• _演習問題_:
[1] 資料文にある「人間の本質に触れることなしに、音楽を語ることはできません。」という一文を英語に訳しなさい。
[2] 後に続く項目のうち、「Task: pick out rivet」を含む行から項目の最後の行までを、両端も含めてそのまま書き写しなさい。

• _資料文_:

········

音なき音楽をキャッチする
2015/12/20
歌や音楽を学びたい、極めたいと思うとき、
ついつい、音楽のことばかりを考え、
また、音楽にすべての時間を費やしてしまいしがちです。
しかし、音楽は人。
人間の本質に触れることなしに、音楽を語ることはできません。
逆に言えば、人間のすること、生み出すこと、
そのすべてに、音楽のヒントがあると言うことになります。
ヘッドセットをつけて、下を向いて歩いてばかりいたのでは、
どれだけテクニックを身につけても、
中身のない、空虚な音の羅列になりかねません。
心を開いて、世の中を見れば、
驚くほどに、すべてが繋がって見えるものです。
たとえば、
人間のカラダを使うことは、スポーツでも、演劇でも、書でも、
そして、演奏でも、
カラダというものの本質に触れることにはじまり、
カラダとのつきあい方を極めることで習得されていきます。
音楽のグルーブと同じように、
文章や映像にもグルーブがあると考える作家や映像監督は数多くいます。

········

• _記録データ_:
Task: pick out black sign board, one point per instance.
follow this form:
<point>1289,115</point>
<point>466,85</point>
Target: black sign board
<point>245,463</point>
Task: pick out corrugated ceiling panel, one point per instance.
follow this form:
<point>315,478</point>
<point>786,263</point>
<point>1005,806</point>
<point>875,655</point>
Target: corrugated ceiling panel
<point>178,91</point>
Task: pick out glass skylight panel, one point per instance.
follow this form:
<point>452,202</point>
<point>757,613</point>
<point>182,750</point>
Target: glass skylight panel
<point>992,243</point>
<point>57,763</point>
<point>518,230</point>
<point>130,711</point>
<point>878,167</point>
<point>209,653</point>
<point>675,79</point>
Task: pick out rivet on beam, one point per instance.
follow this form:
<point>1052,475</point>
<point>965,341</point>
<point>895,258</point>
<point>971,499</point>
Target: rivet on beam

········

• _解答例_:
[1] Without touching on the essence of human beings, one cannot talk about music.

[2]
Task: pick out rivet on beam, one point per instance.
follow this form:
<point>1052,475</point>
<point>965,341</point>
<point>895,258</point>
<point>971,499</point>
Target: rivet on beam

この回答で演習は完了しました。